- **Exercise objective**: The required output is the line containing "Q: Point to the grass in" followed by every later line through the end of the data, all reproduced exactly.

=== Section Start ===

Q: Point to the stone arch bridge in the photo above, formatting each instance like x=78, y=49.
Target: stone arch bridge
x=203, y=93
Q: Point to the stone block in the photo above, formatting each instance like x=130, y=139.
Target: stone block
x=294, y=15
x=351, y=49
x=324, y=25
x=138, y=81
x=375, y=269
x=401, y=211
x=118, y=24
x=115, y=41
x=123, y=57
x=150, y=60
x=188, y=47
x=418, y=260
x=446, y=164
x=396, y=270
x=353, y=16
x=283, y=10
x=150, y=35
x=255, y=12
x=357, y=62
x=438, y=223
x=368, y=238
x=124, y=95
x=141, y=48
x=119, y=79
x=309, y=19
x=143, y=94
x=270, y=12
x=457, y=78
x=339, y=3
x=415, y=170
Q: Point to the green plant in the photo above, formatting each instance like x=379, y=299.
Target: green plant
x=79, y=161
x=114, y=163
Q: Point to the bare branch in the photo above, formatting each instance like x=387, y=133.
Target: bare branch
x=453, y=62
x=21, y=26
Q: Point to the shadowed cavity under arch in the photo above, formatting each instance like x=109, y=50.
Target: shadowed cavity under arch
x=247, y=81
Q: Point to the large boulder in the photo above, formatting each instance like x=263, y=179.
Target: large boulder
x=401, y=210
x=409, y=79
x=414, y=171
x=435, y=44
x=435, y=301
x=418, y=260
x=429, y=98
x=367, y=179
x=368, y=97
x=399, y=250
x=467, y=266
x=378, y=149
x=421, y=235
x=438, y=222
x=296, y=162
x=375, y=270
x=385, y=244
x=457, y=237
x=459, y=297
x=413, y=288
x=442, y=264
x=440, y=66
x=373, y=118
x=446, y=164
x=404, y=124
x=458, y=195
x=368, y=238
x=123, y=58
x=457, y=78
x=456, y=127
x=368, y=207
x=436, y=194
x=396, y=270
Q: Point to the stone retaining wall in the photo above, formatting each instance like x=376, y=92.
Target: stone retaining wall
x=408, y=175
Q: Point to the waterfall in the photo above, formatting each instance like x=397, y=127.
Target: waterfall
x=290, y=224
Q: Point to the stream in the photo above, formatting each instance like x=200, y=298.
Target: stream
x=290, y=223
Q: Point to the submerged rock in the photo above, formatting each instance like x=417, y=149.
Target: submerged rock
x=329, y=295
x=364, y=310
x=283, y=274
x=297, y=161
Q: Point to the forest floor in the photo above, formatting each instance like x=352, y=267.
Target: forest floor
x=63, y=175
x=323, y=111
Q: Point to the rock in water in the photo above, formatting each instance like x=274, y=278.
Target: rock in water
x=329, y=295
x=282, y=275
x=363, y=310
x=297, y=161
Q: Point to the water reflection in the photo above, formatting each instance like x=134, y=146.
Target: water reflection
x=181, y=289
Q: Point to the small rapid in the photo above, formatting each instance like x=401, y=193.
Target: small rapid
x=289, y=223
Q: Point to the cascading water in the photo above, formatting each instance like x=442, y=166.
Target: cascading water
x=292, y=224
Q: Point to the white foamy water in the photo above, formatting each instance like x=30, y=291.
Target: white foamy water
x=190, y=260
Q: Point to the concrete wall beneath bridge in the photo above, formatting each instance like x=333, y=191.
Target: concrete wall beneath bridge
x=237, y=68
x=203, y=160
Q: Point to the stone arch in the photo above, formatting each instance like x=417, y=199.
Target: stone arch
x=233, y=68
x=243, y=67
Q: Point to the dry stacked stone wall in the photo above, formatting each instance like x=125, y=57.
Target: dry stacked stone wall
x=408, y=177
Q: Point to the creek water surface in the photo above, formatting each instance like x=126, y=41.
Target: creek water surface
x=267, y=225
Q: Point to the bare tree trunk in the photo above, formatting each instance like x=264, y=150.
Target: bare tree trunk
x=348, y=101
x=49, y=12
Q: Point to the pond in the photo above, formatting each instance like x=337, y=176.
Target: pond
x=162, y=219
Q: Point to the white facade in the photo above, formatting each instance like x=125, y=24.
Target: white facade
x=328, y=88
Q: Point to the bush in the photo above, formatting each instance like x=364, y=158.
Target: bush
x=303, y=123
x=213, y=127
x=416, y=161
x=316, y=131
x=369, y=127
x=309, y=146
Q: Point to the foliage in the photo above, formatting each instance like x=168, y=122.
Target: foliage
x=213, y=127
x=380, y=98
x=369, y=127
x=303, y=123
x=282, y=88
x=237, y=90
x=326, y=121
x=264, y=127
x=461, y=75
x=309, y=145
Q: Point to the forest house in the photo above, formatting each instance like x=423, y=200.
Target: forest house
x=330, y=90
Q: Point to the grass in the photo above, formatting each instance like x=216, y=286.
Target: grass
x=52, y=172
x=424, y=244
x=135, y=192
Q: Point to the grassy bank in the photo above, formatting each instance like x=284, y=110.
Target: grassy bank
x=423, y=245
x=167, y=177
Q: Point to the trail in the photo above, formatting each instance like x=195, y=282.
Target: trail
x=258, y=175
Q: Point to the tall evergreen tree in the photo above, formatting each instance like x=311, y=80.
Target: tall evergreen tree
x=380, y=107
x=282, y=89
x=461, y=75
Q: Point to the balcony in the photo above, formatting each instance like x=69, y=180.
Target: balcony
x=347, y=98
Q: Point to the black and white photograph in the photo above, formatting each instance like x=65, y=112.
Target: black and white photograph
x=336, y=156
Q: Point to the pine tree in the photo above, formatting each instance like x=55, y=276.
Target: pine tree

=== Section End ===

- **Answer box**:
Q: Point to the grass in the photo above, formatting each instance like x=216, y=286.
Target: grass
x=52, y=172
x=424, y=244
x=135, y=192
Q: Point to the grassy bank in the photo above, formatting each instance like x=284, y=110.
Target: grassy bank
x=423, y=245
x=167, y=177
Q: Point to the trail in the photo above, formatting each instance like x=195, y=282.
Target: trail
x=258, y=175
Q: Point to the tall evergreen tree in the photo above, formatting each instance like x=311, y=80.
Target: tall evergreen tree
x=380, y=107
x=282, y=89
x=461, y=75
Q: Point to the balcony in the photo above, formatting each instance like x=69, y=180.
Target: balcony
x=347, y=98
Q: Point to the black and white photograph in the photo above, formatting each instance like x=65, y=112.
Target: black and white photograph
x=336, y=156
Q: Point to the pine tree in the photo above, formatting each instance like x=55, y=276.
Target: pine tree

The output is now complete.